## SET EXERCISE
Return every line of the material exactly.

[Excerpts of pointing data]
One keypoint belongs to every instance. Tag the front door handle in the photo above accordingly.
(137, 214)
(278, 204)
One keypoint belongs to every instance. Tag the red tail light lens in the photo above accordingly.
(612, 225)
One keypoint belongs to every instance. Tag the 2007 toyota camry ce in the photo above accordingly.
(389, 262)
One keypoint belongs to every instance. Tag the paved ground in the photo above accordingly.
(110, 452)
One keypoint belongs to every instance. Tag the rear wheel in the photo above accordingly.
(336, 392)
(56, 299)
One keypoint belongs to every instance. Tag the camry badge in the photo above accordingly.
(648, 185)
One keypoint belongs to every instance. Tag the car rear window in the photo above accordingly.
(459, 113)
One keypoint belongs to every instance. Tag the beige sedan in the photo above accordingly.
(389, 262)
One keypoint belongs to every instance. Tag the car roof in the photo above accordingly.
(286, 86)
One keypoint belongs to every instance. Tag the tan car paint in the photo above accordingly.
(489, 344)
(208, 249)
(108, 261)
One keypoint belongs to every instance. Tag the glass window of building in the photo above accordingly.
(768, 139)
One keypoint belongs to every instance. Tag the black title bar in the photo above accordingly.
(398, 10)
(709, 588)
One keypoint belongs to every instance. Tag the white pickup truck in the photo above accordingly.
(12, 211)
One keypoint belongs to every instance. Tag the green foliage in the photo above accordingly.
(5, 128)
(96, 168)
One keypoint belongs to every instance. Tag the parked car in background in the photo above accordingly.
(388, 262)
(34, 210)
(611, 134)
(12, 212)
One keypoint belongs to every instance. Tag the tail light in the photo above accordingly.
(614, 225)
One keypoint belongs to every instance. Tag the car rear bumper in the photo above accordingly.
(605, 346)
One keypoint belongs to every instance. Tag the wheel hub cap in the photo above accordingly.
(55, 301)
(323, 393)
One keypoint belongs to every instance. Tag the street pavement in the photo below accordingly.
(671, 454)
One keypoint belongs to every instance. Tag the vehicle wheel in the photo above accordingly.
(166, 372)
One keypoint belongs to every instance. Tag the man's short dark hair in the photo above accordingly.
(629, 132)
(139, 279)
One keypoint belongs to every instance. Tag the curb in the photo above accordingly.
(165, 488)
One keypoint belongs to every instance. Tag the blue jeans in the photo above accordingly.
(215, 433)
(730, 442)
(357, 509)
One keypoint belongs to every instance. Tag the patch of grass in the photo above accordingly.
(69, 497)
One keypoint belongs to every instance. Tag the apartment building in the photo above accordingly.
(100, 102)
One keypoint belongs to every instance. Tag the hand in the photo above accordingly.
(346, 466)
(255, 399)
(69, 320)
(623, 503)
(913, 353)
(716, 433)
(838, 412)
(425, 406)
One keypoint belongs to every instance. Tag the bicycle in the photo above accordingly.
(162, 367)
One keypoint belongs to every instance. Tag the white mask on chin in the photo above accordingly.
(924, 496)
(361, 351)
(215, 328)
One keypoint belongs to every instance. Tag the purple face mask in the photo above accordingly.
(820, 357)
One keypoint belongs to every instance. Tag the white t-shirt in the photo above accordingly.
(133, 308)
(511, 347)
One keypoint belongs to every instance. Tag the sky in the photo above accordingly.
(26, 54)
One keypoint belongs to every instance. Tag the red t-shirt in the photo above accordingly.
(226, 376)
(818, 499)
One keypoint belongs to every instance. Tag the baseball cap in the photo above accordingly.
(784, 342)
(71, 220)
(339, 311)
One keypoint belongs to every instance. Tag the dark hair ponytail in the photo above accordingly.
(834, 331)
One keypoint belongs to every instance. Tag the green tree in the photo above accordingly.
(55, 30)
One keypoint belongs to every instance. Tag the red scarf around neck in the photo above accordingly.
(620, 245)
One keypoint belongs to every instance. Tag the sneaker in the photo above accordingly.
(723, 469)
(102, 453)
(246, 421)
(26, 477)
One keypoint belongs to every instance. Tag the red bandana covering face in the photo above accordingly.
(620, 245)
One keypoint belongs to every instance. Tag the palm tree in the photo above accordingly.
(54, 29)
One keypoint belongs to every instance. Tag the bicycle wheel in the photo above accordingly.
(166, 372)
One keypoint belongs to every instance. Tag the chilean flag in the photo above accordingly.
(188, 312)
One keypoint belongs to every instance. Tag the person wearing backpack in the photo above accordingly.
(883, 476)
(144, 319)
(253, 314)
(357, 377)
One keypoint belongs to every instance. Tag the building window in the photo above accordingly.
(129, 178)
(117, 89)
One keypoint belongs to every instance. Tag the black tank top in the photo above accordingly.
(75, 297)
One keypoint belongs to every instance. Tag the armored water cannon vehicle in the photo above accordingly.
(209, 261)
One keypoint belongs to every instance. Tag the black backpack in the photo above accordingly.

## EXERCISE ANSWER
One keypoint belongs to every instance. Tag the front door handle in the photo above accordingly.
(137, 214)
(278, 204)
One keypoint belongs to every instance. Tag the red tail light lens in the photo above accordingly.
(612, 225)
One keypoint belongs to every instance. Tag the 2007 toyota camry ce in the photo above accordingly.
(389, 262)
One keypoint belongs to every instance. Tag the paved ground in the photo above accordingly.
(110, 452)
One keypoint belongs to every instance. Tag the rear wheel in the photo above accordingly.
(336, 392)
(56, 299)
One keypoint belongs to every instance. Tag the camry badge in the photo above accordingly.
(648, 185)
One keypoint belongs to every instance. Tag the car rear window in the photo above accordingly.
(459, 113)
One keypoint belongs to every instance. Tag the beige sedan in the photo above accordingly.
(389, 262)
One keypoint belongs to every instance. Tag the car roof in the photo above accordingly.
(286, 86)
One keypoint belongs to every instance. Tag the tan car paint in the photo above accordingly.
(489, 344)
(208, 249)
(108, 261)
One keypoint belongs to every instance. Tag the glass window of building in the photo above accordingly.
(768, 139)
One keypoint belongs to every instance. Tag the black title bar in the photo above accordingly.
(398, 10)
(709, 588)
One keypoint belongs to every instance. Tag the white pickup truck in the photo above accordingly.
(12, 211)
One keypoint belongs to every instance. Tag the green foliage in the photo above accordingly.
(5, 128)
(96, 168)
One keypoint belongs to every instance. Tag the parked car in background in the photo above accordingly.
(388, 262)
(34, 210)
(611, 134)
(12, 212)
One keypoint belongs to every instance. Tag the tail light in the photo above accordingly.
(614, 225)
One keypoint belongs to every instance. Tag the car rear bumper in the photo above accordingly.
(605, 346)
One keypoint belongs to every instance. Tag the wheel hub cap in the photo above accordingly.
(55, 301)
(323, 393)
One keypoint belongs to every instance. Tag the street pavement in the photo below accordingly.
(671, 454)
One keypoint belongs to every instance. Tag the vehicle wheel in the photo above accordingly.
(166, 372)
One keypoint belongs to every instance. Tag the man's short dark hair in the photo above accordingly.
(629, 132)
(139, 279)
One keypoint belongs to every instance. Tag the curb in the photo above accordingly.
(165, 488)
One keypoint belongs to every instance. Tag the blue jeans in the photo above accordingly.
(215, 433)
(730, 442)
(357, 509)
One keypoint belongs to every instance. Tag the patch of grass in the photo above accordingly.
(69, 497)
One keypoint belongs to every instance. Tag the apartment building in the photo above accordingly.
(100, 102)
One keypoint belongs to every instance. Tag the hand in the photo above accordingly.
(346, 466)
(255, 399)
(69, 320)
(623, 503)
(913, 353)
(716, 433)
(838, 412)
(425, 406)
One keypoint belongs to every instance. Tag the bicycle in the photo above accordingly.
(162, 367)
One keypoint belongs to every instance. Tag the white mask on chin in the photo above accordingly.
(924, 496)
(361, 351)
(215, 328)
One keypoint belongs to every instance. Tag the purple face mask in the photo above accordingly.
(820, 357)
One keypoint belongs to every instance. Tag the white t-shirt in the photo above accordingly.
(133, 308)
(511, 347)
One keypoint belongs to every instance. Tag the sky in the photo above accordingly.
(26, 54)
One keypoint belongs to every instance. Tag the red t-shirt in the photo above accordingly.
(226, 376)
(818, 499)
One keypoint belongs to every instance. Tag the baseball cap in the photo above accordingly.
(784, 342)
(71, 220)
(339, 311)
One keypoint belongs to every instance. Tag the dark hair ponytail in the photo above accordingly.
(834, 331)
One keypoint belongs to every instance. Tag the green tree in the photo above accordingly.
(55, 30)
One keypoint belongs to every instance. Tag the red scarf around neck in the photo above accordingly.
(620, 245)
One keypoint belongs to every instance. Tag the sneaker in the photo above accordingly.
(723, 469)
(102, 453)
(246, 421)
(26, 477)
One keypoint belongs to every instance. Tag the red bandana covering face in the photo above accordingly.
(620, 245)
One keypoint belongs to every instance. Tag the palm tree in the photo above accordingly.
(54, 29)
One keypoint belongs to every instance. Tag the bicycle wheel in the photo above accordingly.
(166, 372)
One keypoint belongs to every instance. Tag the chilean flag in the photo above accordingly.
(188, 312)
One keypoint belongs to every instance. Tag the person wearing backpack in the photo above accordingly.
(883, 476)
(144, 319)
(253, 314)
(357, 377)
One keypoint belongs to every instance. Tag the building window in the photo above accordingly.
(129, 178)
(117, 89)
One keypoint belongs to every instance. Tag the black tank top in the photo above accordingly.
(75, 297)
One keypoint belongs to every instance. Tag the armored water cannon vehicle in the photo above accordingly.
(209, 261)
One keypoint belongs to every instance. Tag the black backpack in the photo above accordingly.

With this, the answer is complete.